Entries from a pointing dataset:

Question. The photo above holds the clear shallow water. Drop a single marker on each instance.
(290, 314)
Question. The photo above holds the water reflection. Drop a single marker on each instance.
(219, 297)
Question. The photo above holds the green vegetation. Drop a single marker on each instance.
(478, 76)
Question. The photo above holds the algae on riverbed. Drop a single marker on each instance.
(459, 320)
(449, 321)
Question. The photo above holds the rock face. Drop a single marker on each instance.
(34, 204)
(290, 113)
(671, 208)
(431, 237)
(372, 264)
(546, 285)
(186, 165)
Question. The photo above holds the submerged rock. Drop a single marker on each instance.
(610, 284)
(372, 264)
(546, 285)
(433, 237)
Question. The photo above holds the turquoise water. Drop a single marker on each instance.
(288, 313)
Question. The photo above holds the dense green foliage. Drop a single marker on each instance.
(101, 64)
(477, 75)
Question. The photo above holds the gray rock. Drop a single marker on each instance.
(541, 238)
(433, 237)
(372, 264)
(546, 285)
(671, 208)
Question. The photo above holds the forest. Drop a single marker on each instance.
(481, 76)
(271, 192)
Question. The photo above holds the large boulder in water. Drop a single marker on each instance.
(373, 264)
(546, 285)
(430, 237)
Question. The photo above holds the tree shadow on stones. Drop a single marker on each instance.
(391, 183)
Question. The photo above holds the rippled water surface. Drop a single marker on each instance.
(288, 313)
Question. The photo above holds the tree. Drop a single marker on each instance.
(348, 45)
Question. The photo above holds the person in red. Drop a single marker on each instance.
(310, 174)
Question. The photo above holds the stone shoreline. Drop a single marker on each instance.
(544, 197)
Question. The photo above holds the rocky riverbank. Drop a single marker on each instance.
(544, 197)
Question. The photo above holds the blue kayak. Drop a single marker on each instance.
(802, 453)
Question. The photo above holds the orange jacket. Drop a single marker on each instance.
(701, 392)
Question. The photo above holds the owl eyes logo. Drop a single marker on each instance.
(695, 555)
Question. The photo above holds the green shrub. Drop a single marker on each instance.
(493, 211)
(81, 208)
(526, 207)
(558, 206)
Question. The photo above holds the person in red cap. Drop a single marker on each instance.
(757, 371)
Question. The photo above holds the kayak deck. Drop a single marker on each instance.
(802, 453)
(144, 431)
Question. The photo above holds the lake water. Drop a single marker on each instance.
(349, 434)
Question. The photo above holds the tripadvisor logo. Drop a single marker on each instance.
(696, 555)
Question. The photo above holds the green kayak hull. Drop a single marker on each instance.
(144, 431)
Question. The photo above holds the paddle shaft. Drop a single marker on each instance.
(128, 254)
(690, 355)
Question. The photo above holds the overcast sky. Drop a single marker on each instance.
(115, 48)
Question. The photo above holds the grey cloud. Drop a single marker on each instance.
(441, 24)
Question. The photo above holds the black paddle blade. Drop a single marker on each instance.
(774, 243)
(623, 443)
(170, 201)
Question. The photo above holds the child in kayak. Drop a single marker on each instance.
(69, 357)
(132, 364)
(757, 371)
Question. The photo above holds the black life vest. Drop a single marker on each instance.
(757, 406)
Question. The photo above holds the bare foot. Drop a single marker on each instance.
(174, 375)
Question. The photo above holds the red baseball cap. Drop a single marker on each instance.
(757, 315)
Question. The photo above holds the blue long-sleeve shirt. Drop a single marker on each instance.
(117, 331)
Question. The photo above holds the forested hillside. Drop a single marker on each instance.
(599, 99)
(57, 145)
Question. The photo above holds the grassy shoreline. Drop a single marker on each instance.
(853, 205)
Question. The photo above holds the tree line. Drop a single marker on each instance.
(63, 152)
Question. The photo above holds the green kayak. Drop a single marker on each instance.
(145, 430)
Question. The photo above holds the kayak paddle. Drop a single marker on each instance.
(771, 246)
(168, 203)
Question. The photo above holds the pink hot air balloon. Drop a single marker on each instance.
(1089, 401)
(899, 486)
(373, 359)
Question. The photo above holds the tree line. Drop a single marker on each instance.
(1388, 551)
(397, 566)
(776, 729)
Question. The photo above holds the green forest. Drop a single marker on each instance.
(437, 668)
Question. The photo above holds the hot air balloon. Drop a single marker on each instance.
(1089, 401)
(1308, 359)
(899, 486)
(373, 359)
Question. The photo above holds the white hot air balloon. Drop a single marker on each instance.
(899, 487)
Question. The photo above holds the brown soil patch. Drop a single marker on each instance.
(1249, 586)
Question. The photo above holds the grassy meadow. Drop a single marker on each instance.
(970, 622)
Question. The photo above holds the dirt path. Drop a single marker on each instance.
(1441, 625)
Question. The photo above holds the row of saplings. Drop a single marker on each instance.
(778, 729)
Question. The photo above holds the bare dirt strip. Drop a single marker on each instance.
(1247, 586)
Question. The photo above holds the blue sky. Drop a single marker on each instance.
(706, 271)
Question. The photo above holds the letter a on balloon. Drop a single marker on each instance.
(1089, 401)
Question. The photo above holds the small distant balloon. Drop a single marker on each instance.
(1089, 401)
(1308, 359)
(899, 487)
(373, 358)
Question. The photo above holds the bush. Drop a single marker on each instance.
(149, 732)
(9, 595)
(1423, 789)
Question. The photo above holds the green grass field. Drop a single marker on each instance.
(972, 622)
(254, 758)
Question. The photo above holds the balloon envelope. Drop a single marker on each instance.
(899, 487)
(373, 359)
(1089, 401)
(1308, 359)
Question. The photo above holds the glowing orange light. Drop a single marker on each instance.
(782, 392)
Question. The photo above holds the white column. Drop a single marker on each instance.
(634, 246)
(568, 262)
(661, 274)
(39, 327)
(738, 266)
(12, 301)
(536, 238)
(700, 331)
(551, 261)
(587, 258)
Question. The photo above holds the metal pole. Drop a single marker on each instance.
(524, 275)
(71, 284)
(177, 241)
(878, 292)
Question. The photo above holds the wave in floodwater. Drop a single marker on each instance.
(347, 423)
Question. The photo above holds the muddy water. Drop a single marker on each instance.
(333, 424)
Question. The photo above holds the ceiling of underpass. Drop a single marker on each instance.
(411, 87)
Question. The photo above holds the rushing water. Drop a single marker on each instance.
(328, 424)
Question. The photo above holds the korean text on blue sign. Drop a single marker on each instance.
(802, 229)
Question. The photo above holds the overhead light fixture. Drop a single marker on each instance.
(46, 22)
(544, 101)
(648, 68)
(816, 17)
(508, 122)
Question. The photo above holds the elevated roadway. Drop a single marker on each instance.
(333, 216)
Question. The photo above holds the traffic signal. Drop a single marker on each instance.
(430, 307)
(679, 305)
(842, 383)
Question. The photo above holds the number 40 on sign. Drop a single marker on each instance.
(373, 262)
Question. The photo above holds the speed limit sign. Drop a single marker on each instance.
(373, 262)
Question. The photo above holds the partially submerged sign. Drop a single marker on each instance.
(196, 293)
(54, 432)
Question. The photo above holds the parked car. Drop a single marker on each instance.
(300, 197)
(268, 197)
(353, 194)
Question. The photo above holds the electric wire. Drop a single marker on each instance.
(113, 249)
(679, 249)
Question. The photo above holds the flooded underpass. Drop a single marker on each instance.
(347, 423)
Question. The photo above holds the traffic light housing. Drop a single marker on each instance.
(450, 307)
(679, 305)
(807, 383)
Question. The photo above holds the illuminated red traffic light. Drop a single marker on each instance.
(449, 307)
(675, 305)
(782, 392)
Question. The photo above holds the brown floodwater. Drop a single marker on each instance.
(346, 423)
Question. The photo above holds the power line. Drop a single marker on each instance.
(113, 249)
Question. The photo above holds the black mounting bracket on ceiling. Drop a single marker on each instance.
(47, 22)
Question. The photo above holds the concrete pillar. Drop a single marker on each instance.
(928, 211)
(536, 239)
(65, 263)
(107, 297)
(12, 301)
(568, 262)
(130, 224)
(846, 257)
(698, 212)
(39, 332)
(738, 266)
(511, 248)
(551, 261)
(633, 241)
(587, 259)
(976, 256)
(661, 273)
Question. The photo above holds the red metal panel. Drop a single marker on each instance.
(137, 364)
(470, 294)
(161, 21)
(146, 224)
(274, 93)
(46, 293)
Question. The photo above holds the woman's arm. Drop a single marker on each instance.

▶ [EXERCISE BRIEF]:
Repeat exactly, and only, the lines of the records above, starting with the line that contains "Question. The photo above holds the illuminated" and ending with the final line, both included.

▶ [RESPONSE TO THIS TASK]:
Question. The photo above holds the illuminated red traffic light. Drop a single marker on each instance.
(449, 307)
(675, 305)
(782, 392)
Question. The photo above holds the brown floodwater. Drop a single marker on each instance.
(346, 423)
Question. The photo above holds the power line. Drop a single marker on each instance.
(113, 249)
Question. The photo above holds the black mounting bracket on ceiling. Drop a single marker on each instance.
(47, 22)
Question. The photo above holds the concrete pillar. Drop a single marker on each instance.
(928, 211)
(536, 239)
(65, 263)
(107, 297)
(12, 301)
(568, 262)
(130, 224)
(846, 257)
(698, 212)
(39, 332)
(738, 266)
(511, 248)
(551, 261)
(633, 241)
(587, 259)
(976, 256)
(661, 273)
Question. The photo above holds the red metal panel. Drop a single marker on each instance.
(137, 364)
(470, 294)
(161, 21)
(146, 224)
(274, 93)
(46, 293)
Question. The photo above holds the woman's arm. Drop a single marker on each instance.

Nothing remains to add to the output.